Your instructions. Copy the records again, requests included, beginning at the line that has "Instruction for this HIT: find and box each rock" and stopping after the line that has "485 856 547 892". Scale every coordinate in the answers by 0.2 and round to whole numbers, with halves rounded up.

- - -

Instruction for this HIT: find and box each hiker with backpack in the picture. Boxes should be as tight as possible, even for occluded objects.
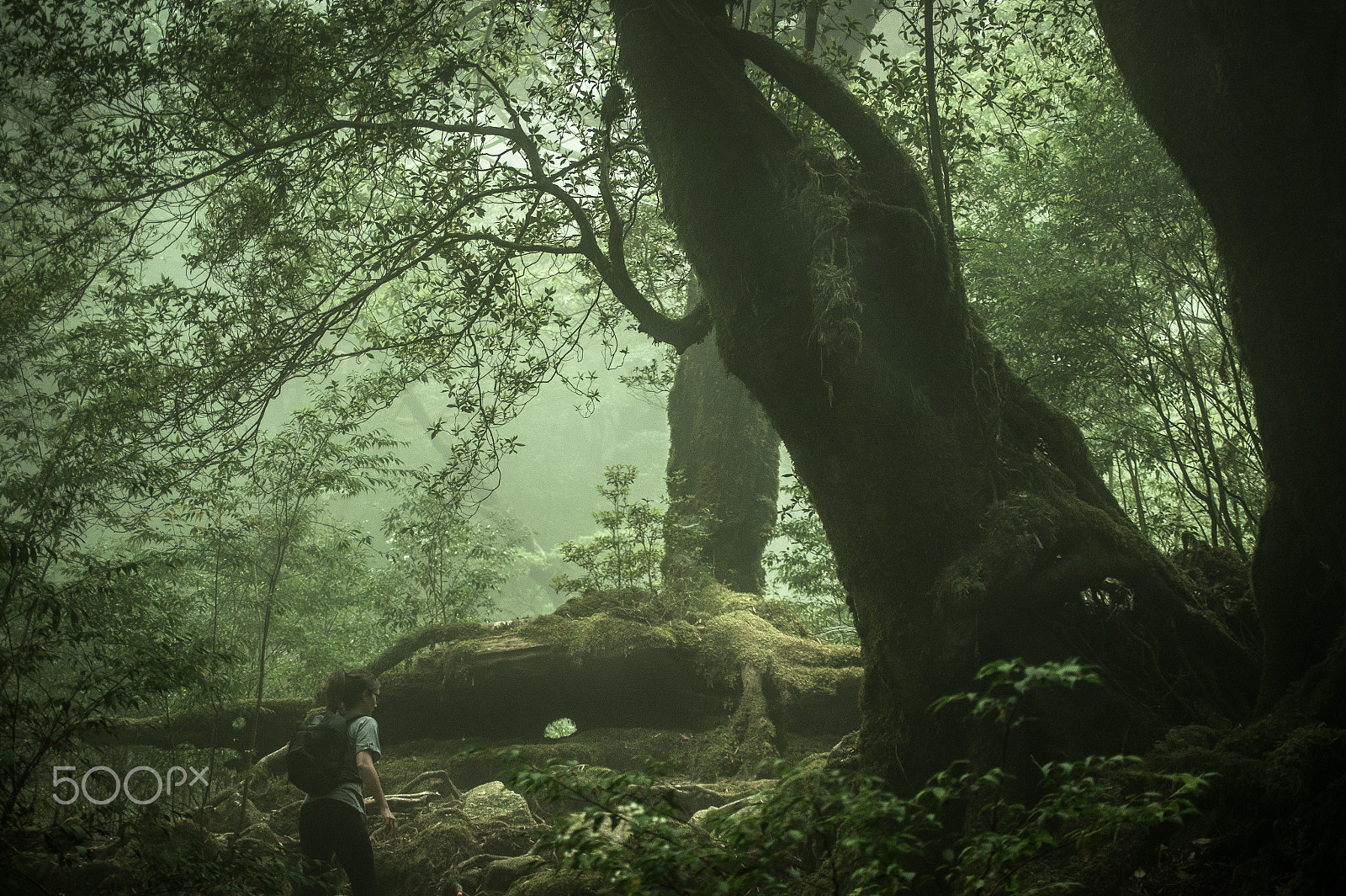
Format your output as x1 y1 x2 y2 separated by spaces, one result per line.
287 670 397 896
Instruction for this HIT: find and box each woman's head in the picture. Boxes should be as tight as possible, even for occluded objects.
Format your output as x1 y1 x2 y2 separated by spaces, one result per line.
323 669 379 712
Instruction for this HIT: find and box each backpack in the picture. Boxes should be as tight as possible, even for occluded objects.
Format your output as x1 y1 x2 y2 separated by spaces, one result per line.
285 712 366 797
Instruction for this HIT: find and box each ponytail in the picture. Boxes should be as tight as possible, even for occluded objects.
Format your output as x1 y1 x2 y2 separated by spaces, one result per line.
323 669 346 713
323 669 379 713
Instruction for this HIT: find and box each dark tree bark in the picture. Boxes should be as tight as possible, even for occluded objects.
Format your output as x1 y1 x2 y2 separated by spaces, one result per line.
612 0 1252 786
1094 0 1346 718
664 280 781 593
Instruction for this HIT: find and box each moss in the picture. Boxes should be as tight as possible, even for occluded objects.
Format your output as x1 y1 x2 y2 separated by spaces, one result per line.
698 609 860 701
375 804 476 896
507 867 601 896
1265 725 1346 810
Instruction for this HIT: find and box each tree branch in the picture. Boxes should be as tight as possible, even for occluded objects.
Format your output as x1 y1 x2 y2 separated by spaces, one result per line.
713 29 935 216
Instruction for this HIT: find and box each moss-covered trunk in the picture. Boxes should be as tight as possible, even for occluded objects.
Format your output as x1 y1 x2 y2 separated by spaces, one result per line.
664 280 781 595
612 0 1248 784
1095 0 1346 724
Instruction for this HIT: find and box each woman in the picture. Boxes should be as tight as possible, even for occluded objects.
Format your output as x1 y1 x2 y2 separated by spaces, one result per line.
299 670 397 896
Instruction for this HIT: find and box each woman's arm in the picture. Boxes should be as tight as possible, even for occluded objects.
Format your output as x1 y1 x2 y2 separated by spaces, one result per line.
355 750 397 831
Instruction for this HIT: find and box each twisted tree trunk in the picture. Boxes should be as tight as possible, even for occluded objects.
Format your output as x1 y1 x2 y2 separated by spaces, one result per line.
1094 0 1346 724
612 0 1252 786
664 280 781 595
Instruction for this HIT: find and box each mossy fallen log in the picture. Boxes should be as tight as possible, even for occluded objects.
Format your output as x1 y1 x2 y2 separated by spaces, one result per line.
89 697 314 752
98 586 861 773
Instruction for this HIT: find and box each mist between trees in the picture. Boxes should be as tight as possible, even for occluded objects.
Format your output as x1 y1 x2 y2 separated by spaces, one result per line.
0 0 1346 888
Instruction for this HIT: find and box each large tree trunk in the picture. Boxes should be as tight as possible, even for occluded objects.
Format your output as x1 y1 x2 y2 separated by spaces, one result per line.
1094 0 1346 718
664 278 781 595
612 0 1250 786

- - -

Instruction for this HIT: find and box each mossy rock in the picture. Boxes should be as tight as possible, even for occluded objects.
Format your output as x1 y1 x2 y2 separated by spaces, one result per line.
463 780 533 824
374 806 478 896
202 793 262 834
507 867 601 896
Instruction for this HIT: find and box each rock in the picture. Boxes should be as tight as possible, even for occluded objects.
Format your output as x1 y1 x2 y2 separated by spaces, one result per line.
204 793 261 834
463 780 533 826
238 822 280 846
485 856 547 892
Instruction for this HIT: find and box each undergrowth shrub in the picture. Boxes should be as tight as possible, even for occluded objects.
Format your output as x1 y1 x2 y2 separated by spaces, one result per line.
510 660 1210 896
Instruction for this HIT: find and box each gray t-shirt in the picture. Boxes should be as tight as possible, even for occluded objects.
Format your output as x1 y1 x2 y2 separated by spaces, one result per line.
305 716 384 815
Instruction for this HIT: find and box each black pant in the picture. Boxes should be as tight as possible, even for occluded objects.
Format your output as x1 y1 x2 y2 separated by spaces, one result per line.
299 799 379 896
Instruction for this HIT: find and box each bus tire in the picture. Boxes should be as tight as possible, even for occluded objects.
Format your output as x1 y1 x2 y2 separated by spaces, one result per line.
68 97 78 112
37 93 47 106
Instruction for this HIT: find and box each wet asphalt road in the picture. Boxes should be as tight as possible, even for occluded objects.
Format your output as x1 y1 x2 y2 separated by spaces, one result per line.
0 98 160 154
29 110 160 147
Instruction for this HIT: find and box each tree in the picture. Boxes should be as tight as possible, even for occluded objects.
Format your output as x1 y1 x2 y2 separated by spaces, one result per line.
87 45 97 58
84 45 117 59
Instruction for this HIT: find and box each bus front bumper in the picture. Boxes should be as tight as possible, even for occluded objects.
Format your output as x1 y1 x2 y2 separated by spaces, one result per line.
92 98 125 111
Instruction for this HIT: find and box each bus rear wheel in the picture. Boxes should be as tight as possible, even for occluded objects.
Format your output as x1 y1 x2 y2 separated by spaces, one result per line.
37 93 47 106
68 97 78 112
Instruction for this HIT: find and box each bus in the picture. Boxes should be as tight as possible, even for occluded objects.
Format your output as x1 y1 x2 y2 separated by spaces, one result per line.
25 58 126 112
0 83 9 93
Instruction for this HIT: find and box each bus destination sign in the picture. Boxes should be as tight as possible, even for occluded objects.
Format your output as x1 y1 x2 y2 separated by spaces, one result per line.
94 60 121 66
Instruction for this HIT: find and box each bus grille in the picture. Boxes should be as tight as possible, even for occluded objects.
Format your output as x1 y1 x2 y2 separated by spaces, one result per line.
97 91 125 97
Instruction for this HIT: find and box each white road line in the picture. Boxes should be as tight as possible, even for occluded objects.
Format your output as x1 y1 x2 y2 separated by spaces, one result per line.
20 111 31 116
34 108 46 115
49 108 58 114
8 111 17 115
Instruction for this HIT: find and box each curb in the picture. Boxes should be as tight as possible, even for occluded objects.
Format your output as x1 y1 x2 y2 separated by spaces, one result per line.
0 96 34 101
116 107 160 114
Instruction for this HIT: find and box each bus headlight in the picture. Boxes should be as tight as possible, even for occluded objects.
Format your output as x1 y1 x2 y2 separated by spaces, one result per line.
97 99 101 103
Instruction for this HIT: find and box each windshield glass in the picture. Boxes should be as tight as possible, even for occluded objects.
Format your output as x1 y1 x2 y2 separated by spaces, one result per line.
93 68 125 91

- - -

Task response.
Instruction for this HIT: find and box each rock in the picture. Boxes should be as tight as possible, even for occluded objects.
Format your output as x1 y1 x2 y2 separated by spaces, one result per line.
41 159 52 167
93 156 107 165
48 164 56 169
97 171 109 178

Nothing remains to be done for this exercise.